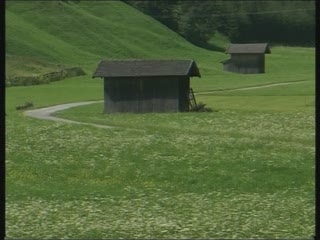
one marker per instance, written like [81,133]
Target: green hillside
[82,33]
[244,170]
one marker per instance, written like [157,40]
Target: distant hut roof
[139,68]
[249,48]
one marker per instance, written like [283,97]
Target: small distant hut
[246,58]
[142,86]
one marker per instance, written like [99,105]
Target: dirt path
[248,88]
[45,113]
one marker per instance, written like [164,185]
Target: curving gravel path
[45,113]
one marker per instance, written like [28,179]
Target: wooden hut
[246,58]
[142,86]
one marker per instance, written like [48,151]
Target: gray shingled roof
[139,68]
[249,48]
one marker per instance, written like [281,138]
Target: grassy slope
[191,176]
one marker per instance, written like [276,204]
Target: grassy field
[245,170]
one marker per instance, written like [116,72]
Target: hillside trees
[278,22]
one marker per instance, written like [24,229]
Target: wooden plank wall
[141,95]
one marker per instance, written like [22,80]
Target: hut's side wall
[139,95]
[184,86]
[246,63]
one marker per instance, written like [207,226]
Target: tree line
[276,22]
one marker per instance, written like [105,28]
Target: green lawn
[245,170]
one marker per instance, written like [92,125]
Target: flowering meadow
[223,174]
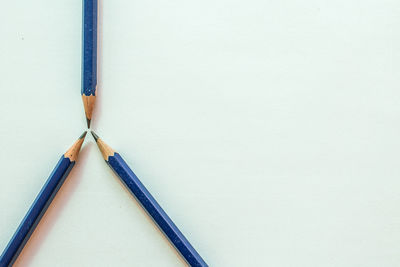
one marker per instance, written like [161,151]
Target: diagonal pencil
[89,57]
[41,203]
[135,187]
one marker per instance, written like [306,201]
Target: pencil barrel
[36,211]
[151,206]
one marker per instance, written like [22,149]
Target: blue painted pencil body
[89,54]
[36,211]
[41,203]
[147,201]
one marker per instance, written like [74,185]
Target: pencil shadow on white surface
[146,216]
[97,107]
[52,214]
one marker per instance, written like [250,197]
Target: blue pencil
[89,57]
[151,206]
[41,203]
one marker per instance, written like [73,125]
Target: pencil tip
[95,136]
[83,135]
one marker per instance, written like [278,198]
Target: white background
[267,130]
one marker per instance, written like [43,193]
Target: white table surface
[268,131]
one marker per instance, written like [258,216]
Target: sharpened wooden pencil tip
[73,152]
[95,136]
[83,135]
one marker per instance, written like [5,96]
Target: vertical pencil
[41,203]
[135,187]
[89,57]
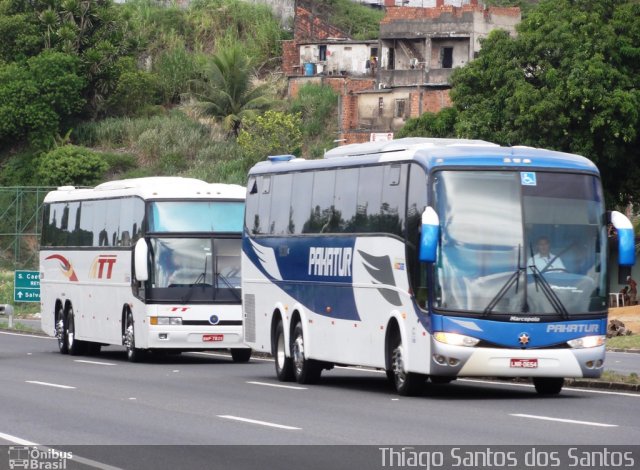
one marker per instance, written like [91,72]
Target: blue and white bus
[424,257]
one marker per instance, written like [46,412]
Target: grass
[624,342]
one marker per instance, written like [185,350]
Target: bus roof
[152,188]
[434,153]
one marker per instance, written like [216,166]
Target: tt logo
[102,267]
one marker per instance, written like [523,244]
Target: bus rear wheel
[305,371]
[63,346]
[133,354]
[75,346]
[548,385]
[241,355]
[284,364]
[406,383]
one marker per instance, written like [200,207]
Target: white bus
[149,263]
[424,258]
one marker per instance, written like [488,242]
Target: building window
[447,57]
[400,108]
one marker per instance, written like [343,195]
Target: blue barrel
[308,68]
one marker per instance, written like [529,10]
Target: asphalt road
[624,363]
[204,399]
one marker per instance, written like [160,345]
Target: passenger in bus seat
[544,260]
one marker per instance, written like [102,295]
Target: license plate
[524,363]
[209,338]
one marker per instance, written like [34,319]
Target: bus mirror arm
[429,236]
[626,239]
[140,256]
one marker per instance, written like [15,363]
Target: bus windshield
[195,269]
[520,243]
[196,216]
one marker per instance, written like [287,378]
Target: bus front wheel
[548,385]
[305,371]
[406,383]
[241,355]
[133,354]
[74,345]
[63,346]
[284,364]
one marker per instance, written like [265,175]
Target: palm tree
[226,92]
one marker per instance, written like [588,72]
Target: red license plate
[209,338]
[524,363]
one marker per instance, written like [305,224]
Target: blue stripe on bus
[507,334]
[322,284]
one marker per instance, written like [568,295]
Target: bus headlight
[165,321]
[455,339]
[587,342]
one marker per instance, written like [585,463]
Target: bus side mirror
[626,239]
[429,236]
[140,256]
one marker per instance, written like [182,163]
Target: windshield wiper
[546,288]
[200,281]
[229,285]
[513,279]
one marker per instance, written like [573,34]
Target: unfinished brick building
[415,55]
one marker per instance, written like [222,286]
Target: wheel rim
[280,356]
[70,330]
[129,338]
[398,367]
[298,354]
[60,330]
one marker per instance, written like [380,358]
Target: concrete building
[402,75]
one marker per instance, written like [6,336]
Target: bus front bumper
[176,337]
[448,360]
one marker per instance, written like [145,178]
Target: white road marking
[47,384]
[261,423]
[28,336]
[573,389]
[266,384]
[74,458]
[570,421]
[98,363]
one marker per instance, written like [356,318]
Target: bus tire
[241,355]
[93,349]
[133,354]
[284,364]
[548,385]
[75,346]
[305,371]
[61,332]
[406,383]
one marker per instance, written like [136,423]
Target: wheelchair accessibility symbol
[528,178]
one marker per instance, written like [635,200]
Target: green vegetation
[226,93]
[624,342]
[71,165]
[613,376]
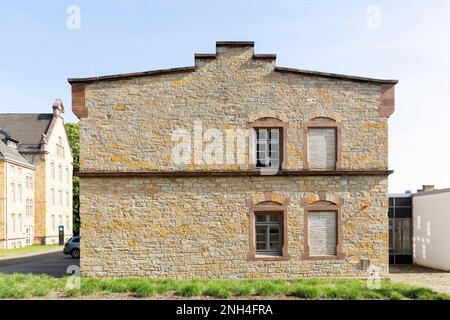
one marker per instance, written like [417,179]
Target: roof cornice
[214,56]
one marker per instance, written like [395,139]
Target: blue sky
[38,53]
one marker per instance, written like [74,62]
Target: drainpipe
[6,205]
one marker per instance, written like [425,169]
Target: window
[59,148]
[322,148]
[322,144]
[20,222]
[322,233]
[322,229]
[60,197]
[52,194]
[60,173]
[13,192]
[267,148]
[19,192]
[52,169]
[268,228]
[29,183]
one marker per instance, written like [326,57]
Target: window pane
[275,217]
[403,202]
[268,233]
[267,148]
[261,217]
[322,148]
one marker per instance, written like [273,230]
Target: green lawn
[27,286]
[4,252]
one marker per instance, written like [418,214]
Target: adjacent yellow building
[35,178]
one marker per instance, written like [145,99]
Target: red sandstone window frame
[268,206]
[323,124]
[318,207]
[267,123]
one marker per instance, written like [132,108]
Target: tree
[73,134]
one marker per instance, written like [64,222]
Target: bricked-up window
[322,233]
[322,148]
[268,231]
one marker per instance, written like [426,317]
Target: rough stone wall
[198,227]
[130,122]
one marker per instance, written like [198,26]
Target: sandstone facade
[157,218]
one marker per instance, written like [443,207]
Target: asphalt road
[54,264]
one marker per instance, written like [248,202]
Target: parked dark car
[72,247]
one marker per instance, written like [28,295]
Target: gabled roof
[27,128]
[214,55]
[9,153]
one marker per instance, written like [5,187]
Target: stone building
[171,187]
[35,178]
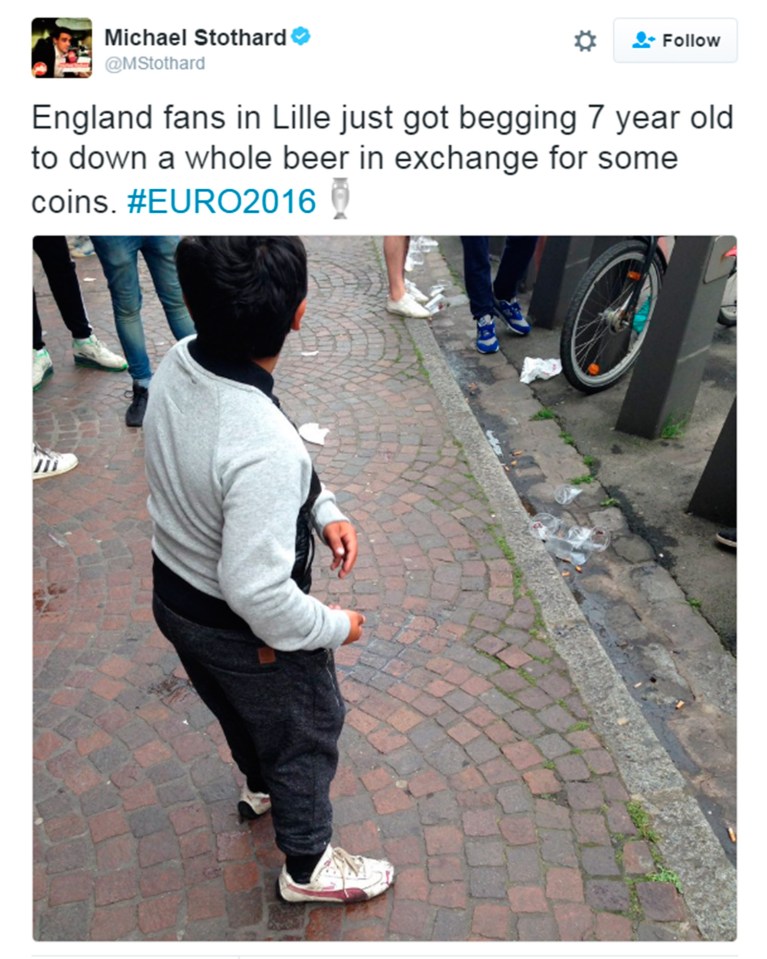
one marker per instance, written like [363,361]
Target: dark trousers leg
[62,279]
[281,714]
[517,253]
[477,275]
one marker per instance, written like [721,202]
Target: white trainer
[339,877]
[92,352]
[42,367]
[417,295]
[252,804]
[407,306]
[46,463]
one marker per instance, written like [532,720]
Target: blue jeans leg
[119,260]
[160,255]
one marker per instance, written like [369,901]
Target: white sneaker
[339,877]
[407,306]
[42,367]
[252,804]
[92,352]
[47,463]
[417,295]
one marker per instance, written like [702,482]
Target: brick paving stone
[536,928]
[660,901]
[460,757]
[637,858]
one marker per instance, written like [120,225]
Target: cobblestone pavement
[469,757]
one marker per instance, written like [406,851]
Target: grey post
[564,261]
[669,370]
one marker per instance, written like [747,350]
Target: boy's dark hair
[242,291]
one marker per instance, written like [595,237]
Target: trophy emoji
[340,195]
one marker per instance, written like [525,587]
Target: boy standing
[234,500]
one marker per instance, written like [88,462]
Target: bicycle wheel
[601,334]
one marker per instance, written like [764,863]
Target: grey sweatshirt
[227,476]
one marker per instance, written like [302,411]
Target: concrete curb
[687,842]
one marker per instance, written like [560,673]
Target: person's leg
[395,253]
[401,301]
[160,255]
[478,276]
[38,343]
[517,253]
[479,289]
[62,279]
[88,350]
[187,637]
[42,365]
[282,715]
[118,258]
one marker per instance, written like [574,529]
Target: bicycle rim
[602,336]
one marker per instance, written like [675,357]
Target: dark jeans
[62,279]
[281,713]
[480,288]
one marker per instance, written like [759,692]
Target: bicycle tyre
[599,342]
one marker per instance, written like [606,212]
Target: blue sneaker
[487,341]
[512,315]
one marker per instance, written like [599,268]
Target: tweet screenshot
[382,533]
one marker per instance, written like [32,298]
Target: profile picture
[61,47]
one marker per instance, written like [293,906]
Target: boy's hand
[341,537]
[355,631]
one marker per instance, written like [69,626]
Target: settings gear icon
[585,41]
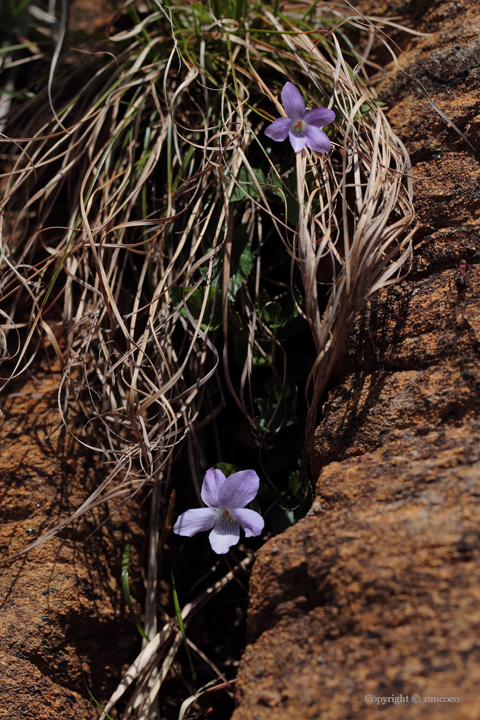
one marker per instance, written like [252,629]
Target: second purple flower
[303,127]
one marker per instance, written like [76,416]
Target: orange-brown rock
[62,612]
[376,593]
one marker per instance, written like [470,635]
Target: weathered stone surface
[376,592]
[62,613]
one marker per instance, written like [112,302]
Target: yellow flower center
[298,128]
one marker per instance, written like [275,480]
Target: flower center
[226,520]
[298,128]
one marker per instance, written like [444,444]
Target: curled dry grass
[118,213]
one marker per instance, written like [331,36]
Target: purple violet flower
[225,512]
[304,127]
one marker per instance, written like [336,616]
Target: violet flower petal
[252,522]
[293,102]
[238,489]
[316,139]
[212,483]
[298,143]
[196,520]
[278,130]
[319,117]
[223,536]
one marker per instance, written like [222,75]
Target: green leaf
[242,261]
[227,468]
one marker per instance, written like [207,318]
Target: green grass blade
[126,592]
[182,627]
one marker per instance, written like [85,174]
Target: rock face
[375,594]
[62,613]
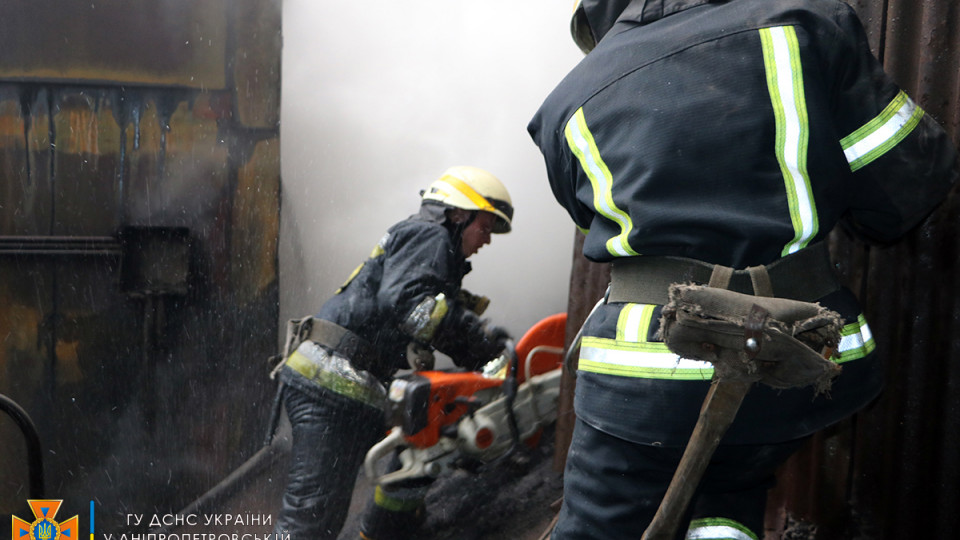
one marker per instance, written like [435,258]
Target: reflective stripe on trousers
[718,529]
[631,355]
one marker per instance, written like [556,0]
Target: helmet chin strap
[456,229]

# YOUR INSTRUCTIONS
Output exactly one stretch of the listing: from the line containing "one marker per instance, written like [160,345]" through the line containing "one marker per instance, written like [568,295]", both end lines included.

# THE COMPLETED TASK
one marker per instance, written like [160,345]
Target: passenger in bus seat
[544,260]
one marker per instance, written like [102,295]
Target: license plate
[524,363]
[209,338]
one marker per instance, written like [34,319]
Target: bus mirror arm
[429,236]
[626,239]
[140,256]
one marker per instance, written like [15,363]
Target: bus windshield
[195,269]
[520,243]
[196,216]
one marker per instance, written like [287,378]
Target: bus front wheel
[548,385]
[305,371]
[406,383]
[241,355]
[133,354]
[74,345]
[63,346]
[284,364]
one marker per instance, written like [265,175]
Target: palm tree
[226,92]
one marker per instance, written like [588,72]
Target: red license plate
[209,338]
[524,363]
one marker per instance, written like [305,224]
Target: blue stripe on bus
[507,334]
[322,284]
one marker per instance, written like [568,295]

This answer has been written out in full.